### PASSO CITATO
▬▬▬▬▬▬▬▬▬▬

L’abusività delle clausole di un finanziamento ipotecario a consumatore pregiudica l’aggiudicazione a terzi dell’abitazione a seguito di vendita forzata (stragiudiziale)
di Paolo Cagliari, Avvocato Scarica in PDFContratti tra professionista e consumatore – Ipoteca concessa sull’abitazione familiare – Esecuzione forzata stragiudiziale – Mancata sospensione – Aggiudicazione – Impossibilità per il consumatore di ottenere l’annullamento dell’aggiudicazione per l’esistenza di clausole abusive nel contratto posto a fondamento dell’esecuzione – Contrasto con la disciplina eurounitario a tutela del consumatore – Sussistenza
Massima: “Gli artt. 6 e 7 della direttiva 93/13/CEE del Consiglio del 5 aprile 1993 ostano a una normativa nazionale che consente che un’esecuzione forzata stragiudiziale di una garanzia ipotecaria concessa da un consumatore a favore di un creditore professionista su un bene immobile che costituisce l’abitazione familiare di tale consumatore prosegua, nonostante sia stata proposta a un giudice una domanda di provvedimenti provvisori diretta alla sospensione di tale esecuzione e di indizi concordanti in ordine all’eventuale presenza di una clausola potenzialmente abusiva nel contratto posto a fondamento di detta esecuzione, senza prevedere alcuna possibilità di ottenere in via giudiziaria la nullità della stessa esecuzione in ragione dell’esistenza di clausole abusive in tale contratto.”

▬▬▬▬▬▬▬▬▬▬

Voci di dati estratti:

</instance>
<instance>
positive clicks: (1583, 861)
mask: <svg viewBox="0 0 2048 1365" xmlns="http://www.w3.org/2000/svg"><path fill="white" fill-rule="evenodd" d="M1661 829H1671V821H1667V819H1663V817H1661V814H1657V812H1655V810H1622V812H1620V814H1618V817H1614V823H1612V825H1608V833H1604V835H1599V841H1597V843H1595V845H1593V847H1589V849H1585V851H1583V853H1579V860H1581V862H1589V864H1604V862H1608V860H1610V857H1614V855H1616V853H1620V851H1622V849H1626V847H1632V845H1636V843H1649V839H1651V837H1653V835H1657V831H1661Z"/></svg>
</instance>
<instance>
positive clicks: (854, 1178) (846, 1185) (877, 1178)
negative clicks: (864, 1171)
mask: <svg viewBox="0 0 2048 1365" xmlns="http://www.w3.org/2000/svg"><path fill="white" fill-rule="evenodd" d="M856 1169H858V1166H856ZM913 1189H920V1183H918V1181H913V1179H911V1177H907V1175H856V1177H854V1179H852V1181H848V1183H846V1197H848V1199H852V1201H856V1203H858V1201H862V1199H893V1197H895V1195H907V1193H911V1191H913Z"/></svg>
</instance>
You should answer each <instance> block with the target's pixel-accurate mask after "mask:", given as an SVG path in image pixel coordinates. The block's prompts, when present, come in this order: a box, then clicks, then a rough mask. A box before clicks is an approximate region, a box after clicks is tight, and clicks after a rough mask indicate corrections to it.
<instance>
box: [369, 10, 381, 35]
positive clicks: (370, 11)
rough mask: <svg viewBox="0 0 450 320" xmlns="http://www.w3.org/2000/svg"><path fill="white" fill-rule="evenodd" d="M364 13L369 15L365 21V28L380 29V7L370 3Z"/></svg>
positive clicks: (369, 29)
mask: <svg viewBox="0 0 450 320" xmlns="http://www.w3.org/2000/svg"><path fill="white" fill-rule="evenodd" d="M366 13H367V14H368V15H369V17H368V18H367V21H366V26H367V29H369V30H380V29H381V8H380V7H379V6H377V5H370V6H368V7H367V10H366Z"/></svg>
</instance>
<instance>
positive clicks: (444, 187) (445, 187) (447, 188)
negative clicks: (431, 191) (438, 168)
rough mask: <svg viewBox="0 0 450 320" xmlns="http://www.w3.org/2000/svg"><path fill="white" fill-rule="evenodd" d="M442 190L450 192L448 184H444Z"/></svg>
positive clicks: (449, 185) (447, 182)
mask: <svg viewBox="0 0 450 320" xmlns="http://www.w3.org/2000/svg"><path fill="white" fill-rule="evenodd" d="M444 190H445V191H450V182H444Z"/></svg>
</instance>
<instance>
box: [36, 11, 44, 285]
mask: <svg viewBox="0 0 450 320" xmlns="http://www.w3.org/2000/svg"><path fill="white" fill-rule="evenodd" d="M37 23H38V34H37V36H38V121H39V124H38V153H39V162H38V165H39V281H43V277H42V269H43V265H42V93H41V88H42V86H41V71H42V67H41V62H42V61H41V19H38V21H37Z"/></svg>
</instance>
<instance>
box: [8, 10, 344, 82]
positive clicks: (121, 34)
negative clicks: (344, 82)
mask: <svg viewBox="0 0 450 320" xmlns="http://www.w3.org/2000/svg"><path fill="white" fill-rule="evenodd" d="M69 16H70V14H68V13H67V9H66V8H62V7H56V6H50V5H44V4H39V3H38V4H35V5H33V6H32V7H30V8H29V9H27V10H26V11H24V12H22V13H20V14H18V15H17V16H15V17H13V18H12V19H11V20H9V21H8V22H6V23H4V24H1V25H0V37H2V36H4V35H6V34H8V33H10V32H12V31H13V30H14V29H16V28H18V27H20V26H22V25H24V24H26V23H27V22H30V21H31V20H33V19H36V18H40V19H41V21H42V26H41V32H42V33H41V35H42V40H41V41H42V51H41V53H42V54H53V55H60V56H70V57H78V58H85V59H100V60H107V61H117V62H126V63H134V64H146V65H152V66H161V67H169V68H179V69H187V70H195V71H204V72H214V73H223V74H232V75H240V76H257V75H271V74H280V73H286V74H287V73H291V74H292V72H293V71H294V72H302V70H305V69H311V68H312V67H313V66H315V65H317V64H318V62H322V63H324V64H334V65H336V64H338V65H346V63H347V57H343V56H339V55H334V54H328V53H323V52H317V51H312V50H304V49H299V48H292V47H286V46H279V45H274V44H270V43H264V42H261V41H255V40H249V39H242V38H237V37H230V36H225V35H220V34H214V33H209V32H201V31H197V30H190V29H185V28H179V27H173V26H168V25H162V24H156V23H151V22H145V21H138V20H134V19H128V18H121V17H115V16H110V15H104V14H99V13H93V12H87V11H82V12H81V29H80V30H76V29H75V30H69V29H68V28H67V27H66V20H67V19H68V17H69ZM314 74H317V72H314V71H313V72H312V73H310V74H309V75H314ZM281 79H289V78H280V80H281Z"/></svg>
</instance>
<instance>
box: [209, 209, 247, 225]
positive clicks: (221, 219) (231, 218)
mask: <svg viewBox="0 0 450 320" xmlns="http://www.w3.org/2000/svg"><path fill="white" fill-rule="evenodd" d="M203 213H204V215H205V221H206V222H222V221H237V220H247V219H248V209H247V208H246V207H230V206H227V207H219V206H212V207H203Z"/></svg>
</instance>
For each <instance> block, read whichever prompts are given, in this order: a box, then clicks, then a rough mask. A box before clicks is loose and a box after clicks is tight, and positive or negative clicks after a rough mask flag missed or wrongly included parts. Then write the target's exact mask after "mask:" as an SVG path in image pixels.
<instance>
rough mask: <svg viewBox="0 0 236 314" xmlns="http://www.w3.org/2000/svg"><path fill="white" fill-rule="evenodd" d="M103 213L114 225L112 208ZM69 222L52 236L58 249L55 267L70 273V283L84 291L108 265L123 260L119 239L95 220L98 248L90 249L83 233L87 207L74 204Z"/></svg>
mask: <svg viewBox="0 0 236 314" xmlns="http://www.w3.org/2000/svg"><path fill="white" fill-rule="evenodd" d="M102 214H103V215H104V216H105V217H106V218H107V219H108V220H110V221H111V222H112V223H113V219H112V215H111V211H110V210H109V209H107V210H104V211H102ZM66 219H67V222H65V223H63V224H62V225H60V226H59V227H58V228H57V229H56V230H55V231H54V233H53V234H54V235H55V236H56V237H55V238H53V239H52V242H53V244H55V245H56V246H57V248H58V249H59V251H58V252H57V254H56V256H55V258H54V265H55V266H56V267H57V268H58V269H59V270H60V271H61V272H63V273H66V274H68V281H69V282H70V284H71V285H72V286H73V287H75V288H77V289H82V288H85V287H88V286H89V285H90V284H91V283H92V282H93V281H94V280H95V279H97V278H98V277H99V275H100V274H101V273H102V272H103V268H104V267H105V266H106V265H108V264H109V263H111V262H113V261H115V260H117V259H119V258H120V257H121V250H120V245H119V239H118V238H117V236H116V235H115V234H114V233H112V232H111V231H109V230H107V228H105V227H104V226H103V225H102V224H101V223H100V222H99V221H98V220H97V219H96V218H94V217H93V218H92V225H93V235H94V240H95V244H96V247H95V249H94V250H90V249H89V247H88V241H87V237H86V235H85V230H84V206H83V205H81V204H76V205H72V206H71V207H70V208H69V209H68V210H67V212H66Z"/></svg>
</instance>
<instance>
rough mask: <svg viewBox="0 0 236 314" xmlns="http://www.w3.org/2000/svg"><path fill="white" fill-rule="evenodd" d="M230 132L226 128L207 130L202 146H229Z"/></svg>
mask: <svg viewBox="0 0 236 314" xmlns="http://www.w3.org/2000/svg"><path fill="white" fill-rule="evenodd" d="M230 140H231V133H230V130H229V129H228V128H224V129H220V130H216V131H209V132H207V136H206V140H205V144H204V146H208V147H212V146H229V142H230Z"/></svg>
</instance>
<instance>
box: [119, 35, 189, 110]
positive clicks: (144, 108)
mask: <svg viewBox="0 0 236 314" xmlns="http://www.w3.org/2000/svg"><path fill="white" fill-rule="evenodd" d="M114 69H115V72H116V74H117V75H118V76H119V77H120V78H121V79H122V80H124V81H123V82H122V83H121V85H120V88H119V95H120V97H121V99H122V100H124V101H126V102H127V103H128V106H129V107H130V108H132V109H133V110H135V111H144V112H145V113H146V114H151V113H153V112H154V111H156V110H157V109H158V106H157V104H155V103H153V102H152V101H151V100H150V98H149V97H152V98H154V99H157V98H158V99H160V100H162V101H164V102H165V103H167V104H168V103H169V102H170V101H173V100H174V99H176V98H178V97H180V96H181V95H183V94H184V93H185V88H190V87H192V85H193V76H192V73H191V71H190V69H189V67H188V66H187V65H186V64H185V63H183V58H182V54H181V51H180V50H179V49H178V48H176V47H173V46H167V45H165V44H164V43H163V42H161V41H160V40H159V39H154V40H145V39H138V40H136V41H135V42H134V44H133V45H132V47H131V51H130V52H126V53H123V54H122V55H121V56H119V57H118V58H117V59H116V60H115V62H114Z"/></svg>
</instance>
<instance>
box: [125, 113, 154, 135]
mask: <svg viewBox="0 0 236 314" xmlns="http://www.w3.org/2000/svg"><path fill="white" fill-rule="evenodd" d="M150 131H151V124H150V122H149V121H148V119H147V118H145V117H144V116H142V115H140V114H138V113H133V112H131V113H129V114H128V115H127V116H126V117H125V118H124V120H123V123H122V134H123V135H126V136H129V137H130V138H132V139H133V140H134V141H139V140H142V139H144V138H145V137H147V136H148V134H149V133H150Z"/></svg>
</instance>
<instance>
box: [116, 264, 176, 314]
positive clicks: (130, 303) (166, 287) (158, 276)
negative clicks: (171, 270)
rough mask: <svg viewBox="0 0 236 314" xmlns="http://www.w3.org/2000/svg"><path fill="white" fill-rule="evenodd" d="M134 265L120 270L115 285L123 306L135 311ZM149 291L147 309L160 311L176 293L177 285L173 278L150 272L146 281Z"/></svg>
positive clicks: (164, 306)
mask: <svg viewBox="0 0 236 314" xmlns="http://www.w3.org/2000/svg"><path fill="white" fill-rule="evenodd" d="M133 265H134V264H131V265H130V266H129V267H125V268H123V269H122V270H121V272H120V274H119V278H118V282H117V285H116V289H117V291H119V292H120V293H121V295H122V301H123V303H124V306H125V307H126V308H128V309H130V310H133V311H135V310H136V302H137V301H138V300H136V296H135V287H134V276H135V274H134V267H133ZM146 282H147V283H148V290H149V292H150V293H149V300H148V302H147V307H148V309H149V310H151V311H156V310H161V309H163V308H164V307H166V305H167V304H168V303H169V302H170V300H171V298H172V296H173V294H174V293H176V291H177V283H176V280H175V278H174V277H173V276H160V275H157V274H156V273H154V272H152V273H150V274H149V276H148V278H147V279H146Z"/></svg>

▬▬▬▬▬▬▬▬▬▬

### CONSEGNA A
Elenca le prime cinque voci separate da trattini che, nel passo citato, precedono la massima.
### CONSEGNA B
Indica, per favore, la data della direttiva 93/13/CEE del Consiglio richiamata nel passo citato.
L'elenco è materiale a sé, distinto dal passo citato.

### RISULTATO DELL'ESERCIZIO A
Contratti tra professionista e consumatore
Ipoteca concessa sull'abitazione familiare
Esecuzione forzata stragiudiziale
Mancata sospensione
Aggiudicazione

### RISULTATO DELL'ESERCIZIO B
5 aprile 1993